**Problem:** A complete, word-for-word restatement of the entries is needed.

**Entries shown:**

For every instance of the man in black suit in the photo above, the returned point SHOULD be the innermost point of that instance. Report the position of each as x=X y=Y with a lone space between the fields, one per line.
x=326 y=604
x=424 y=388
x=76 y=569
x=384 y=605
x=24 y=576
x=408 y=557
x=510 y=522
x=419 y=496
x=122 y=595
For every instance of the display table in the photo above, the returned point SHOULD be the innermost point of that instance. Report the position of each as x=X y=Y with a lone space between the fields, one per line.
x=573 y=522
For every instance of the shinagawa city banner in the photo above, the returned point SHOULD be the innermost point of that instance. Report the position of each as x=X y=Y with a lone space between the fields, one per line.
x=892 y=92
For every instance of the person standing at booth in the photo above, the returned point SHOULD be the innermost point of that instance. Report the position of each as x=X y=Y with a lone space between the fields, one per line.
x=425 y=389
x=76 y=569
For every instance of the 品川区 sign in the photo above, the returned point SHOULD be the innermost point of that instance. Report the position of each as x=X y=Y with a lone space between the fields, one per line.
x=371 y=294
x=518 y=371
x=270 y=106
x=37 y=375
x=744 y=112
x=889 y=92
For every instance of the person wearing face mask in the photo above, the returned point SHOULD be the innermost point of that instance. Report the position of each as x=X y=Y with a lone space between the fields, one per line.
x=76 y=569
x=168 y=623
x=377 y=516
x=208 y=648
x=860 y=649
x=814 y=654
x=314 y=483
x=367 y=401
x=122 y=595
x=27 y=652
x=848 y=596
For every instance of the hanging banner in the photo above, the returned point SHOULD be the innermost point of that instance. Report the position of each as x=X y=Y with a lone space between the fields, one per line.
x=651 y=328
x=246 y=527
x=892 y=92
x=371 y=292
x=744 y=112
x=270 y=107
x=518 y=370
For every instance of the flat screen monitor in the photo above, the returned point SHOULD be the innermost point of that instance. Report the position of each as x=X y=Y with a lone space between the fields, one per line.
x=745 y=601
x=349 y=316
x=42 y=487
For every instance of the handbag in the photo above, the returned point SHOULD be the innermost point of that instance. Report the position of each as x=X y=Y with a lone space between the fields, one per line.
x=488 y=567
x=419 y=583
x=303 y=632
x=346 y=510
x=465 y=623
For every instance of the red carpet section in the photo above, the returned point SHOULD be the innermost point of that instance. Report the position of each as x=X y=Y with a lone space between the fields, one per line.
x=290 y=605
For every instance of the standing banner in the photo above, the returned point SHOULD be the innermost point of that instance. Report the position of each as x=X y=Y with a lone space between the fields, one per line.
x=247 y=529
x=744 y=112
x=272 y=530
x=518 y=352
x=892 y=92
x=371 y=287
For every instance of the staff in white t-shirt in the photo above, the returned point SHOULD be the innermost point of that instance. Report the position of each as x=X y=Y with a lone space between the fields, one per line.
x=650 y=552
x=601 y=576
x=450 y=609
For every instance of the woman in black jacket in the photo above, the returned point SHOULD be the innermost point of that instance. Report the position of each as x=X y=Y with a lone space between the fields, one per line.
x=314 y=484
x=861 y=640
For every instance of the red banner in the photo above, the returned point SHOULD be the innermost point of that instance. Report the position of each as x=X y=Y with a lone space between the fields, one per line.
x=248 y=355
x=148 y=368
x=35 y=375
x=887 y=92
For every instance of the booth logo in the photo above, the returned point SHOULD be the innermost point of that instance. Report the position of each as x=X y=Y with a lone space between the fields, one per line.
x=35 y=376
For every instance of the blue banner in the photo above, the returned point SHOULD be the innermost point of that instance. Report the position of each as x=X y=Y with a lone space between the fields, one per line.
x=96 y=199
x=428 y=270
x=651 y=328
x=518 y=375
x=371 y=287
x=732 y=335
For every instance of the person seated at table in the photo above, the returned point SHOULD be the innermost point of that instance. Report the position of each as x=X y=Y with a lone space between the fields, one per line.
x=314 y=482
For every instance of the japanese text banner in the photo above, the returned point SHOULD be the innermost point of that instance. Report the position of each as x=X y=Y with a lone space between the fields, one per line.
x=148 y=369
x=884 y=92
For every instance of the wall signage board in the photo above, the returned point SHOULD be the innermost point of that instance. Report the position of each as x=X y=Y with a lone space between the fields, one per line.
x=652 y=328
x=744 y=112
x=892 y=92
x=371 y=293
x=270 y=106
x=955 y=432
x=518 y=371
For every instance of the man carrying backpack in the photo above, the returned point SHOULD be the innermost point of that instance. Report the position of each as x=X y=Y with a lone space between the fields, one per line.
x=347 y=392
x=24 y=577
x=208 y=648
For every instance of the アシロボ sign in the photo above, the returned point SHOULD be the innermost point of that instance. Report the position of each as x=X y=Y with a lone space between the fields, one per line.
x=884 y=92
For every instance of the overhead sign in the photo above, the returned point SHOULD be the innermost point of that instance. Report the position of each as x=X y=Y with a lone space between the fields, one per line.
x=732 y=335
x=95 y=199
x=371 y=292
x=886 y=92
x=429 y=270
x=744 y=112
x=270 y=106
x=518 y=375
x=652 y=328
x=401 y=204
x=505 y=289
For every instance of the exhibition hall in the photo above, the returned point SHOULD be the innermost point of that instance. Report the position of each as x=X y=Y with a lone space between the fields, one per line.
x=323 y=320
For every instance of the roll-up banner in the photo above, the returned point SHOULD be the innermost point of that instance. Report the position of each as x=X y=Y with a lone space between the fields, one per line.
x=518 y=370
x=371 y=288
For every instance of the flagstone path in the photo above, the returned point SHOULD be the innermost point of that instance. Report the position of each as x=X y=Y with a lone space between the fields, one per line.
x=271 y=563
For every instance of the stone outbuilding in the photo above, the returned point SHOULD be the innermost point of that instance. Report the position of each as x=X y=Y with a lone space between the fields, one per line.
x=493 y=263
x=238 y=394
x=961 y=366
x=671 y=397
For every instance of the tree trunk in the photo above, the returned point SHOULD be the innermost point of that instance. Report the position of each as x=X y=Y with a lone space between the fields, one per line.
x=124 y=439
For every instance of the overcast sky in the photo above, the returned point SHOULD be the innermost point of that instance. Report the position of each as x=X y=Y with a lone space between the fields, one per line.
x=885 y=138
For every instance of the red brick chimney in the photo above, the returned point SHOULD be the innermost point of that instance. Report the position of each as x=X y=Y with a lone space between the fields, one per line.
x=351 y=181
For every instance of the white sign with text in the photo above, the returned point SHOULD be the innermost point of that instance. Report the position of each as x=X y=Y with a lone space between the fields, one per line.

**Response to the exercise:**
For every instance of the man in black suit in the photo above, the returned point SHOULD be the innermost point of that instance. Report the position of each as x=X y=Y with a lone space between the fields, one per line.
x=326 y=604
x=424 y=388
x=76 y=569
x=384 y=605
x=24 y=576
x=408 y=557
x=510 y=522
x=419 y=496
x=122 y=595
For every instance of the display table in the photo above, the returned point SHOULD be the innermost point of that instance. Report the position of each as x=X y=Y with a lone space between the fields, one per line.
x=573 y=522
For every instance of the shinagawa city banner in the photo above, the returned point SHOULD be the innermost point of that instance. Report the position of each as x=X y=Y with a lone space between the fields, one per line.
x=892 y=92
For every instance of the person standing at booth in the photo above, the returned point SHOULD be the innermost point of that instance. Report the position of each as x=X y=Y with a lone space between the fields, one per line.
x=425 y=389
x=76 y=569
For every instance of the 品川区 sign in the photo above, the returned point SHOULD be the innermost point of that instance. Report the position of each as x=X y=Y with a lone space between the fields, one per line.
x=371 y=294
x=518 y=371
x=270 y=106
x=37 y=375
x=744 y=112
x=889 y=92
For every instance of the person wearing face mask in the photo above, the returned point SHOULD be the innermost point of that instance. Report the position of each as x=X y=Y with a lone space between the fields, one per line.
x=76 y=569
x=168 y=623
x=377 y=516
x=208 y=648
x=860 y=649
x=814 y=654
x=314 y=483
x=367 y=401
x=122 y=595
x=27 y=652
x=848 y=596
For every instance of the hanging banner in the photo above, the returned point SHOULD be the innermost point of that instance. Report the position of each as x=X y=Y with a lone space between the fields, one per line.
x=651 y=328
x=246 y=527
x=892 y=92
x=371 y=292
x=744 y=112
x=270 y=107
x=518 y=370
For every instance of the flat screen monitor in the photo above, the returned point SHOULD be the innermost point of that instance. Report the position of each as x=X y=Y with a lone space between the fields, one per line.
x=745 y=601
x=349 y=316
x=42 y=487
For every instance of the handbag in the photo above, the returned point SHOULD be the innermost point of that instance. Report the position of each as x=X y=Y with a lone space between the fields, one per line.
x=488 y=567
x=419 y=583
x=303 y=632
x=346 y=510
x=465 y=623
For every instance of the red carpet section in the photo above, the returned point SHOULD be the innermost point of that instance. Report the position of each as x=X y=Y with a lone space between the fields, one per line.
x=290 y=605
For every instance of the standing banner in the photo above, the returned point SHOULD be the innermost point of that instance. Report the position of each as x=X y=Y with a lone space between the fields, one per line.
x=247 y=529
x=744 y=112
x=272 y=530
x=518 y=352
x=892 y=92
x=371 y=287
For every instance of the staff in white t-shirt in the photo above, the returned point SHOULD be the innermost point of that instance. Report the position of each as x=X y=Y with a lone space between the fields, one per line.
x=650 y=552
x=601 y=576
x=450 y=609
For every instance of the woman in black jacket in the photo above, the returned point SHOULD be the innermost point of that instance. Report the position of each as x=X y=Y with a lone space between the fields, one per line.
x=314 y=484
x=861 y=640
For every instance of the red banner in the photo above, the returned point SHOULD be the innermost point of that instance. Report the position of each as x=X y=Y with a lone space between the fields, one per line.
x=248 y=355
x=148 y=368
x=35 y=375
x=887 y=92
For every instance of the booth logo in the photo above, the returned point SHOULD be the innermost point of that instance. Report the position of each as x=X y=Y with a lone space between the fields, one per line.
x=35 y=376
For every instance of the blue banner in the photo above, the returned point SHOULD be the innermost point of that instance. Report the position of each as x=X y=Y with a lone space between the fields, one per line.
x=96 y=199
x=428 y=270
x=651 y=328
x=518 y=375
x=371 y=287
x=732 y=335
For every instance of the person seated at table in the photo above, the returned point SHOULD be the innermost point of that instance. Report the position of each as x=X y=Y with a lone space between the fields, one per line.
x=314 y=482
For every instance of the japanese text banner in the photo above, the returned point SHOULD be the innermost point of that instance. Report the position of each as x=X y=Y with a lone space between the fields, one per line.
x=148 y=369
x=884 y=92
For every instance of the wall signage board in the photo above, the returned point SHOULD be the innermost point of that instance. Report the position of each as x=X y=Y with a lone space between the fields, one per line.
x=652 y=328
x=744 y=112
x=892 y=92
x=371 y=293
x=270 y=106
x=955 y=432
x=518 y=371
For every instance of the man carrying backpack in the photo above, the returned point SHOULD be the innermost point of that instance. Report the position of each as x=X y=Y with a lone space between the fields, one per line.
x=347 y=392
x=24 y=577
x=208 y=648
For every instance of the アシロボ sign in the photo above, the returned point SHOULD be the innermost point of that instance. Report the position of each as x=X y=Y with a lone space between the fields, one per line.
x=884 y=92
For every instance of the overhead sign in the photo above, the returned point SHOULD be the innermost point of that instance. Report the position of each as x=X y=Y with a lone space between the fields, one per line.
x=732 y=335
x=95 y=199
x=371 y=292
x=886 y=92
x=429 y=270
x=744 y=112
x=270 y=106
x=518 y=375
x=652 y=328
x=401 y=204
x=505 y=289
For every instance of the exhibition hall in the photo above, the returned point SHOULD be the innermost point of that instance. Report the position of each as x=X y=Y with a lone space between the fields, one per line.
x=323 y=320
For every instance of the roll-up banner in the photo above, the returned point SHOULD be the innermost point of that instance. Report the position of each as x=X y=Y with a lone space between the fields, one per line.
x=518 y=370
x=371 y=288
For every instance of the flagstone path in the photo above, the returned point SHOULD be the innermost point of that instance. Report the position of each as x=X y=Y with a lone space between the fields, one per line.
x=271 y=563
For every instance of the stone outbuilding in the photo above, the returned point SHOULD be the innermost point of that instance. Report the position of each as x=X y=Y with a lone space between the fields, one per line.
x=493 y=263
x=238 y=394
x=961 y=366
x=671 y=397
For every instance of the tree trunk in the photo above, the returned point SHOULD be the innermost point of that instance. Report the position of each as x=X y=Y with a lone space between the fields, one per line.
x=124 y=439
For every instance of the overcast sky in the photo above, the returned point SHOULD be the innermost point of that instance. Report the position of each as x=X y=Y with a lone space between the fields, one per line.
x=885 y=138
For every instance of the red brick chimney in the photo above, the returned point SHOULD be the innermost point of that instance. Report the position of each as x=X y=Y with a lone space between the fields, one per line.
x=351 y=181
For every instance of the white sign with text in the photo above, the returned point SHOULD be the innermost point of that instance. Report the position of each as x=X y=Y with a lone space between the fields, one per line.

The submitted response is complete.